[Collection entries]
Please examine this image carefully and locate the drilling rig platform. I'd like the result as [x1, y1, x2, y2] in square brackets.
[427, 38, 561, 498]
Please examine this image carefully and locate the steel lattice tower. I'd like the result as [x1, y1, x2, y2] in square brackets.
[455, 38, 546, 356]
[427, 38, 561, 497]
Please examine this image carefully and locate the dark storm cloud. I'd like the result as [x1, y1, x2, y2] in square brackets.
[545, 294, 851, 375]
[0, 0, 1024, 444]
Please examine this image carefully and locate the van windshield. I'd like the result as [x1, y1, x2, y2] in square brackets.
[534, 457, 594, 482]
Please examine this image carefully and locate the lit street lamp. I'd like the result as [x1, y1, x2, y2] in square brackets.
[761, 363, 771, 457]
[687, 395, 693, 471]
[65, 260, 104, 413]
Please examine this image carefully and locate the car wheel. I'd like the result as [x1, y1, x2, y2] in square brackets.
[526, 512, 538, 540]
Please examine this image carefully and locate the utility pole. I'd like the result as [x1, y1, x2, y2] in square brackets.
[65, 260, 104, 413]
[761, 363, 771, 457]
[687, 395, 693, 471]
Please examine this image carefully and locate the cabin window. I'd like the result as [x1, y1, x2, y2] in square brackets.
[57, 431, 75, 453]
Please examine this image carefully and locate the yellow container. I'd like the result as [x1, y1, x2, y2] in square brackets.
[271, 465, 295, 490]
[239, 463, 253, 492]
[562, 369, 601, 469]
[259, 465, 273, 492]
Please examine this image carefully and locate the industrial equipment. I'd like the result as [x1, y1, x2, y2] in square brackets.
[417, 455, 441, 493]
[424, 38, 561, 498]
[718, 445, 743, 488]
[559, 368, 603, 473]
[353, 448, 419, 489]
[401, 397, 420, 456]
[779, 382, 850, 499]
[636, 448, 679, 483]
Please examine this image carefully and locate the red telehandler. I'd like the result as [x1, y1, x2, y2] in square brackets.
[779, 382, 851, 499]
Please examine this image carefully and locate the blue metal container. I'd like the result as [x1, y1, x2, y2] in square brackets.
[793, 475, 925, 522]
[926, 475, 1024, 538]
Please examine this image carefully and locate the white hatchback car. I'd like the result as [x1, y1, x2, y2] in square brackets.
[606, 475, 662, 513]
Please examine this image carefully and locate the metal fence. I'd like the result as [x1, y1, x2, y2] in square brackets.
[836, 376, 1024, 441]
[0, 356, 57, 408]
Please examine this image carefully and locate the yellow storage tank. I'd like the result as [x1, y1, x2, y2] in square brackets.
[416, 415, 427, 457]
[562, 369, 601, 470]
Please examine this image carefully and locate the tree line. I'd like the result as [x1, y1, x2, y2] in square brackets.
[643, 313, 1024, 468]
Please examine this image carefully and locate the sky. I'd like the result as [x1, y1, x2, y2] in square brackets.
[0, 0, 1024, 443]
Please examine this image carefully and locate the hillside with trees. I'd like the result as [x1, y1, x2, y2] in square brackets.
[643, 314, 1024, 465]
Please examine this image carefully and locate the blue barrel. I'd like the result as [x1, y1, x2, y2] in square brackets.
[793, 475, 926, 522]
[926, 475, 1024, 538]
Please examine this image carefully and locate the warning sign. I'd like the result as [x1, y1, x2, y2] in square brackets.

* Instructions for the task *
Return the listing above line for line, with nothing changed.

* Output of the task *
Please examine this image carefully and locate the drilling rig platform. I'd like the result as [x1, y1, x2, y2] in square brackets.
[427, 38, 561, 498]
Please examine this image carefully and locate the steel lattice tower. I'd like the result as [x1, y1, x2, y2] in square brackets.
[455, 38, 546, 356]
[427, 38, 561, 497]
Please examine this image carefully and locate the dark storm cloud. I'd like the result as [x1, y1, x2, y2] in square brackets.
[545, 294, 851, 375]
[0, 0, 1024, 444]
Please examine this image carefully and locate the van windshield. I'd like the result as [x1, y1, x2, y2] in square brackets.
[534, 457, 594, 482]
Please examine this image carefully and locate the lit street lamp. I'd like the result as [x1, y1, x2, y2] in square brackets.
[761, 363, 771, 457]
[687, 395, 693, 471]
[65, 260, 104, 413]
Please examine this image carefully and locate the car wheel. I'd like the result as [x1, y1, x2, y2] in square brackets.
[526, 512, 538, 540]
Please examine this image carefully and locate the utility pole. I'd like the result as [x1, y1, x2, y2] in square brackets.
[65, 260, 104, 413]
[761, 363, 771, 457]
[687, 395, 693, 471]
Please examine this image carefully and locate the cabin window. I'd like the result as [x1, y1, x2, y2] in square brackets.
[57, 431, 75, 453]
Please examine this image carefully and locate the yellow container. I'd like the result as [x1, y1, x2, y2] in square brackets.
[271, 465, 295, 490]
[239, 463, 253, 492]
[562, 369, 601, 469]
[259, 465, 273, 492]
Please examine this image carefully and locate the industrial equipment. I'd like the result as [x1, y1, x2, y2] in square brackets.
[417, 455, 441, 493]
[424, 38, 561, 498]
[718, 445, 743, 488]
[559, 368, 603, 473]
[353, 448, 419, 489]
[401, 397, 420, 456]
[779, 382, 850, 499]
[636, 448, 679, 483]
Please examine this image carefully and locate the red telehandler. I'd like the result as [x1, y1, x2, y2] in square brackets.
[779, 382, 851, 499]
Please examine this image carefully and locate the blue metal container. I'd like the result as [x1, y1, x2, y2] in square brackets.
[793, 475, 925, 522]
[926, 475, 1024, 538]
Please examine this image carefully and locate the white hatchback car. I'd like the result as [x1, y1, x2, y2] in square brackets.
[606, 475, 662, 513]
Please examine this image carefully and locate the metal fence. I'd like the result as [x1, y1, x2, y2] in square brackets.
[836, 376, 1024, 441]
[0, 356, 57, 408]
Please examine this image carefully and locate the yellow storage tank. I'd like the result as [x1, y1, x2, y2] in square brackets.
[416, 415, 427, 457]
[562, 369, 601, 470]
Please examine this image carefully and locate the tree line. I'd like the result as [x1, y1, x2, y2] in square brackets.
[643, 313, 1024, 468]
Please examine this image carefully and locate the sky. I'd like the result as [x1, y1, x2, y2] in square brackets.
[0, 0, 1024, 443]
Please examine this image carefully and locate the hillside with trees. I'd like the result as [x1, y1, x2, y2] in square brackets.
[643, 314, 1024, 465]
Please examine this image carefully and locate the blue barrel. I'd like the result as [x1, y1, x2, y2] in square brackets.
[793, 475, 926, 522]
[926, 475, 1024, 538]
Please examine this image carefully and locate the warning sign. I'd like the result as [x1, y1, x2, y2] in square brackets.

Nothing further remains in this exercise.